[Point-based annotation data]
• • • •
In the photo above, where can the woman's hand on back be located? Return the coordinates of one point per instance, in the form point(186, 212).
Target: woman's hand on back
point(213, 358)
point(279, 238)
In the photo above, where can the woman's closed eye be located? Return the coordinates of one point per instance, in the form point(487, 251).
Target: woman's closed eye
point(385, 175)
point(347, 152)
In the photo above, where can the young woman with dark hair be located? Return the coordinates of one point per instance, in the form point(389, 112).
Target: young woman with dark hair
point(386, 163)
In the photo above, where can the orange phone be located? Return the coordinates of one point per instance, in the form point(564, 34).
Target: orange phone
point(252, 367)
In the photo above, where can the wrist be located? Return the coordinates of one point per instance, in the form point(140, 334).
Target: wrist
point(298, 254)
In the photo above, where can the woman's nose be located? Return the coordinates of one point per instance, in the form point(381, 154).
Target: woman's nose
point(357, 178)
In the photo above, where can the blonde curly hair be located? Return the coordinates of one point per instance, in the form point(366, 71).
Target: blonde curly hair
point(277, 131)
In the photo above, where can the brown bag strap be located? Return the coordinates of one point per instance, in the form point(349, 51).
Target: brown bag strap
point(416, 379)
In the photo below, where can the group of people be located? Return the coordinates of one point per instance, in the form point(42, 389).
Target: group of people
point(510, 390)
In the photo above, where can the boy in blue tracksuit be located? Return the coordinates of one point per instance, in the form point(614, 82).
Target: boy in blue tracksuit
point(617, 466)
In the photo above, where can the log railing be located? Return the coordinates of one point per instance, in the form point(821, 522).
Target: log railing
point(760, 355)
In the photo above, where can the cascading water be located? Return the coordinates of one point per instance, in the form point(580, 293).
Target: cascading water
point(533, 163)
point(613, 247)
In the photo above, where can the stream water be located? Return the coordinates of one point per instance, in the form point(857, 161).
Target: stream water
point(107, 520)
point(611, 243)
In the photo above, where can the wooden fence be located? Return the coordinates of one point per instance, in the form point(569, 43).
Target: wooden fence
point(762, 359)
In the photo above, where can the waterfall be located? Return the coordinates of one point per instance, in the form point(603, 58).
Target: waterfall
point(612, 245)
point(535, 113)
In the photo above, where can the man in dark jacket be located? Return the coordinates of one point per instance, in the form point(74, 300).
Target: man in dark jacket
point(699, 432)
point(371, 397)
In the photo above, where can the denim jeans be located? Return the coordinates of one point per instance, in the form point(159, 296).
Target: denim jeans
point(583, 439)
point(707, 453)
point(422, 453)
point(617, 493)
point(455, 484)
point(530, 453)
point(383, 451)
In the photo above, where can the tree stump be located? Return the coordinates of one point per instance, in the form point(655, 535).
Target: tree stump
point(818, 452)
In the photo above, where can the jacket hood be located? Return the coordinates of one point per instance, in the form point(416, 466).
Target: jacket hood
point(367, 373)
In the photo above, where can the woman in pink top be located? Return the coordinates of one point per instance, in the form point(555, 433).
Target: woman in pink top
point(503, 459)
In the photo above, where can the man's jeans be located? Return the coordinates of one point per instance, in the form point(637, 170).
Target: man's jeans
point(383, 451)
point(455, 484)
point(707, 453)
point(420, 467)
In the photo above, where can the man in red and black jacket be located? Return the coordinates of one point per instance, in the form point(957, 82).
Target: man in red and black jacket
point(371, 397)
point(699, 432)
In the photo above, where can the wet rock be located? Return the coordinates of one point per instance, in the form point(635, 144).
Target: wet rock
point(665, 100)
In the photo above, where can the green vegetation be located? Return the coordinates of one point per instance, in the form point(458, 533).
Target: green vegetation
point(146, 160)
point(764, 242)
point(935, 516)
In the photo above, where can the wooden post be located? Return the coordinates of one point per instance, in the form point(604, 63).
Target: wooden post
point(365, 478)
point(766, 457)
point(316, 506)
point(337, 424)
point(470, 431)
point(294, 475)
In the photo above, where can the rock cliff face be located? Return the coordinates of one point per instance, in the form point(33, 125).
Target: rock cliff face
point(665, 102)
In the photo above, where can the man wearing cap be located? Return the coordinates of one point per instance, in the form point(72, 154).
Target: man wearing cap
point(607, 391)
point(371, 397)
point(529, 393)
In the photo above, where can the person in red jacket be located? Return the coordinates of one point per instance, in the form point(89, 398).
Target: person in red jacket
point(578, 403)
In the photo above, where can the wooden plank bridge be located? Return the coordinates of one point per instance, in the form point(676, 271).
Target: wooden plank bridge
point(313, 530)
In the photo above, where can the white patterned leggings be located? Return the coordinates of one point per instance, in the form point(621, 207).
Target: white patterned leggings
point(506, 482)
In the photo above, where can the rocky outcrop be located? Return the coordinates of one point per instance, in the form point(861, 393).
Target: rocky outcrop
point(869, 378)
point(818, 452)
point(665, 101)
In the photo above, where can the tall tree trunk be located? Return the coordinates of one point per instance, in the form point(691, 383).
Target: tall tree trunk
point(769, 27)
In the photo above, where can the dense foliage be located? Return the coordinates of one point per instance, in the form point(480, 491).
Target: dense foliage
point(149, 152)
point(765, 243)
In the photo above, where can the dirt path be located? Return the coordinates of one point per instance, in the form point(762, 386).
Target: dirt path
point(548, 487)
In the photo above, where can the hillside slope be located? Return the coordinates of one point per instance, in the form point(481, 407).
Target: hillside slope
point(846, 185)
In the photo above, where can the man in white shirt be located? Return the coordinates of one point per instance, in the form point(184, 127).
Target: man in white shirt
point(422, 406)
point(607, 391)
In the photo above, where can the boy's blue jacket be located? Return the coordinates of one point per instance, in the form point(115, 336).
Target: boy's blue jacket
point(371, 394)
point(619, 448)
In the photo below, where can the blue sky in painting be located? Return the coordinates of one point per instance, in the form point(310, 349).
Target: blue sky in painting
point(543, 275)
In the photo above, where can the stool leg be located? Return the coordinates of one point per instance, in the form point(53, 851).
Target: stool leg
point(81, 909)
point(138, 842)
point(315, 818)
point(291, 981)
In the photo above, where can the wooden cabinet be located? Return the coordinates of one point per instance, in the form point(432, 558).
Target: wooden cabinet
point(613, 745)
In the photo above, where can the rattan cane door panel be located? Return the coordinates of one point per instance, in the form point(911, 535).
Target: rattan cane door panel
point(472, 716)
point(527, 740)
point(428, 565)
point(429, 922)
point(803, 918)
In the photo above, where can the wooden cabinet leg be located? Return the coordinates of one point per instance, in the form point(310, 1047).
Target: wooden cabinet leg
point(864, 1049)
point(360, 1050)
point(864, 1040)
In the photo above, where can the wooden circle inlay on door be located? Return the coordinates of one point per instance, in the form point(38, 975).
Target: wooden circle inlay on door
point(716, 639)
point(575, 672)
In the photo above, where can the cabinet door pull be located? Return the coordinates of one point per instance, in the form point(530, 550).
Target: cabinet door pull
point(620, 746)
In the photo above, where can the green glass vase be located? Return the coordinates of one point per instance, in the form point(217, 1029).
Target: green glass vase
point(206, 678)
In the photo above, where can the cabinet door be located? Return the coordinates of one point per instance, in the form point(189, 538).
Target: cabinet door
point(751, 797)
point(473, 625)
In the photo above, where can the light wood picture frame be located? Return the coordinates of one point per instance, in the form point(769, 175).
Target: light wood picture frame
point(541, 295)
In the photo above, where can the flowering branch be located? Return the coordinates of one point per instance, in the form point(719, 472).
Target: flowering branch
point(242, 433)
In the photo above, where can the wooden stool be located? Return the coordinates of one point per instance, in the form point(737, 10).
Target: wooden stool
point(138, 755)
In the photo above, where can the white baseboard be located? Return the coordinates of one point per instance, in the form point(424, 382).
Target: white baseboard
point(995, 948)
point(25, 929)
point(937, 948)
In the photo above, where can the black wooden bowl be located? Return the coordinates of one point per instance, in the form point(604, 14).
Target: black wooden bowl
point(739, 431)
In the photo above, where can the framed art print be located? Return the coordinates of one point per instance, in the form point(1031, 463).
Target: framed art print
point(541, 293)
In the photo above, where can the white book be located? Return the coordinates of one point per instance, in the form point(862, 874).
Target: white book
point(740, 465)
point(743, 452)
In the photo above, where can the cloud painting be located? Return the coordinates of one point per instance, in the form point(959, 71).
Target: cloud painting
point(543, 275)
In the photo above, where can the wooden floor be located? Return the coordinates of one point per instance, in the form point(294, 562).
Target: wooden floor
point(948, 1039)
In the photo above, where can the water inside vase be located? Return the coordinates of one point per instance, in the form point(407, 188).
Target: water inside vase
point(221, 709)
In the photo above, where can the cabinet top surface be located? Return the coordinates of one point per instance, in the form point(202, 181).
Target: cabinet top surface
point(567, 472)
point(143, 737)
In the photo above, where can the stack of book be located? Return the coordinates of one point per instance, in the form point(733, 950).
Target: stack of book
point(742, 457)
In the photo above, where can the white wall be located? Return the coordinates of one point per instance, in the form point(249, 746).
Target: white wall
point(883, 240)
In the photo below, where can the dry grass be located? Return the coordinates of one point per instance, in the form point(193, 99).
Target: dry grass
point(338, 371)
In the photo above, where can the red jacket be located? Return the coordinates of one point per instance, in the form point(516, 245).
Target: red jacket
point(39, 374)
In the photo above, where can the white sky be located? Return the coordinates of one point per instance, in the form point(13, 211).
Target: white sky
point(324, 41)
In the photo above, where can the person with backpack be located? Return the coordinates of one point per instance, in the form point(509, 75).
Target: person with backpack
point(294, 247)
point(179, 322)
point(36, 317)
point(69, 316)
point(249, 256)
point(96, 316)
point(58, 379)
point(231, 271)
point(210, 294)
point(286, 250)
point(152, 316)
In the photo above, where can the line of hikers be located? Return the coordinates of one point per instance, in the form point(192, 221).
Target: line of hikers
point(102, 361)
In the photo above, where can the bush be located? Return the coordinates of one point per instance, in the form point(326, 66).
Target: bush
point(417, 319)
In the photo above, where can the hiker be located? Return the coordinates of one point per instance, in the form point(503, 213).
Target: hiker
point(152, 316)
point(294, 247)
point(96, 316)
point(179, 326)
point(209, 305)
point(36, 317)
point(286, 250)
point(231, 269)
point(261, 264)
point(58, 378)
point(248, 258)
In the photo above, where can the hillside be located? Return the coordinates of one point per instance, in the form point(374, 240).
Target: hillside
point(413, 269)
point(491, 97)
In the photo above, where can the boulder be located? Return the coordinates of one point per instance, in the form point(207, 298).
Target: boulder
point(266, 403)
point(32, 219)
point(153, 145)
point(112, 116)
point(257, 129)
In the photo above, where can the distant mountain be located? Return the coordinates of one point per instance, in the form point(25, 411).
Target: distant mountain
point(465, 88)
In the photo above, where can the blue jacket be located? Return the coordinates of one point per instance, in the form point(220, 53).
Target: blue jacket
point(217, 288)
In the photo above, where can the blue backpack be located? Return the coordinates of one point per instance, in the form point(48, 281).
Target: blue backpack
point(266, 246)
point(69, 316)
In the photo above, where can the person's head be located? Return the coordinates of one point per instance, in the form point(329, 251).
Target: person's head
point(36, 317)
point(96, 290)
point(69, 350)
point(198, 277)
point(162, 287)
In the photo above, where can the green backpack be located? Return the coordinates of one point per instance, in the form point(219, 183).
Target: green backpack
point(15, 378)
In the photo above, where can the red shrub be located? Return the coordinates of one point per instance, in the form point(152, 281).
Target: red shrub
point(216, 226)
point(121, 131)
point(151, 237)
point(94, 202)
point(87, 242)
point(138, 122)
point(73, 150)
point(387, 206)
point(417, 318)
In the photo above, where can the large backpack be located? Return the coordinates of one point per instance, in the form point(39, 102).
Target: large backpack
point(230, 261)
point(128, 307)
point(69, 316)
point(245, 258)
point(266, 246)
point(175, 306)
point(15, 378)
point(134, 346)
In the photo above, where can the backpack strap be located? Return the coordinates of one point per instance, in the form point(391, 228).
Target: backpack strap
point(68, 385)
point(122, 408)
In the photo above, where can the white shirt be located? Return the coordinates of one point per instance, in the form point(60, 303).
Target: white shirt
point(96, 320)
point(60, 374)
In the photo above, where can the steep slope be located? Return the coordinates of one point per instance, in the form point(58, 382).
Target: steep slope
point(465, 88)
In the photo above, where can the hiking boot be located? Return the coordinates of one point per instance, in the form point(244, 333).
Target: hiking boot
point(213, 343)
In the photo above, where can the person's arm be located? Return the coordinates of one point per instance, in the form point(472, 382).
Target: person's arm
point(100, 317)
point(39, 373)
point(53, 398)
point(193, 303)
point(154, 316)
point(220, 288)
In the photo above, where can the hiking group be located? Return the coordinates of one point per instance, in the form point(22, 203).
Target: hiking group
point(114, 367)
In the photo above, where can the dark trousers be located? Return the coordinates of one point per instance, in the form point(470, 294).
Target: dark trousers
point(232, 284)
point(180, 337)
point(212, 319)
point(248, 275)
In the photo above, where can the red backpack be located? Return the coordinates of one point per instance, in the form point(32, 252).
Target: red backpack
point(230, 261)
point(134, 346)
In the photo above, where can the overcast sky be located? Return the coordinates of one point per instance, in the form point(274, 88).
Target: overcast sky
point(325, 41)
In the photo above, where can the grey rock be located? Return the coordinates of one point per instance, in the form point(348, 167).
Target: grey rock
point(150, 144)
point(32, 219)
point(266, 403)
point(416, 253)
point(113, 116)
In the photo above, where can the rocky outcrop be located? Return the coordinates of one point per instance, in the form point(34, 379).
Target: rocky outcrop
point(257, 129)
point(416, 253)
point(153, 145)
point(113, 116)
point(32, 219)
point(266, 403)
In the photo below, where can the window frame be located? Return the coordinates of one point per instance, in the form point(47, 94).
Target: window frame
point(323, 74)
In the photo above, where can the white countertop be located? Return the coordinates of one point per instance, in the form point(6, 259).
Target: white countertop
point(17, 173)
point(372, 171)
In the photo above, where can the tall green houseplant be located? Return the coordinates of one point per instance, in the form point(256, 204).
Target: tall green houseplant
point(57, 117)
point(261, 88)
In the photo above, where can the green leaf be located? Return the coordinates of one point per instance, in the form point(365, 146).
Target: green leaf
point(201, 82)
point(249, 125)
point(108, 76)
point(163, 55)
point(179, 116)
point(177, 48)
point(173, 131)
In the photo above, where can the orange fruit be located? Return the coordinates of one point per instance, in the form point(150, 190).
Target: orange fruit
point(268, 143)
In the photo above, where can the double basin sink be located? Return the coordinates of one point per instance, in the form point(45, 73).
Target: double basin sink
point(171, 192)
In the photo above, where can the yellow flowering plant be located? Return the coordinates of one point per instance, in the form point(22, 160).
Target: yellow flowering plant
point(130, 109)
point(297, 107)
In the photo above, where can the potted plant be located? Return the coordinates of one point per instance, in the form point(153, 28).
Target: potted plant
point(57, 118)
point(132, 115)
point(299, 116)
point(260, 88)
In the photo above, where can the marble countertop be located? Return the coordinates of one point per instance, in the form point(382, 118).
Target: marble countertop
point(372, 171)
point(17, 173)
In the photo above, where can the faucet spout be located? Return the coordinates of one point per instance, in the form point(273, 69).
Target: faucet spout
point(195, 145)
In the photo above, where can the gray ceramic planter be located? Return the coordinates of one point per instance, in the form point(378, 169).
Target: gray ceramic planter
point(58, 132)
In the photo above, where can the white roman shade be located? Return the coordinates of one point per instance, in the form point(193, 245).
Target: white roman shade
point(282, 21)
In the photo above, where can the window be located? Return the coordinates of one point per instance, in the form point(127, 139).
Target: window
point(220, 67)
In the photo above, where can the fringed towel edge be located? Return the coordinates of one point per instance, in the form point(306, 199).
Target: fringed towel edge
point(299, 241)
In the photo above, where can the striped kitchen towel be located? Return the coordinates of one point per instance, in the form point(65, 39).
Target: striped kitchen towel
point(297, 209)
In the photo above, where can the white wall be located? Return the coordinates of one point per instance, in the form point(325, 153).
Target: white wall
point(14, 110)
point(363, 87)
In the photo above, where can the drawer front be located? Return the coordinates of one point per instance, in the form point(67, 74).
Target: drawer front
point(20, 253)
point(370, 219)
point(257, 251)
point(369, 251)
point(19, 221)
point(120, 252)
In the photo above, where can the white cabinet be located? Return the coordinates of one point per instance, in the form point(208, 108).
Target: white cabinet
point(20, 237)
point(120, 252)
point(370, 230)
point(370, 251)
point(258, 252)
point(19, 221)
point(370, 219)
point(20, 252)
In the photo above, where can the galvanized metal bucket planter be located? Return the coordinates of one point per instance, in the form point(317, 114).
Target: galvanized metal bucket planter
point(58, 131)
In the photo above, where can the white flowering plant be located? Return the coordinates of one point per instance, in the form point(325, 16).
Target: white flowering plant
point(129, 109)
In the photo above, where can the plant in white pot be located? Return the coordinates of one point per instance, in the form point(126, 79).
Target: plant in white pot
• • • •
→ Exercise objective
Please put the lines of the items above, from the line that contains "form point(34, 379)." through the line that contains "point(323, 74)", into a Markdown table with the columns Row and Line. Leave out any blank lines.

→ Answer to this task
| Row | Line |
|---|---|
| 1 | In the photo above, where can the rocky outcrop be located? Return the coordinates of one point per instance, in the form point(34, 379). |
| 2 | Target: rocky outcrop |
| 3 | point(257, 129) |
| 4 | point(416, 253) |
| 5 | point(153, 145) |
| 6 | point(113, 116) |
| 7 | point(32, 219) |
| 8 | point(266, 403) |
| 9 | In the photo below, where can the window frame be located? Return the coordinates of one point per instance, in the form point(47, 94). |
| 10 | Target: window frame |
| 11 | point(323, 74) |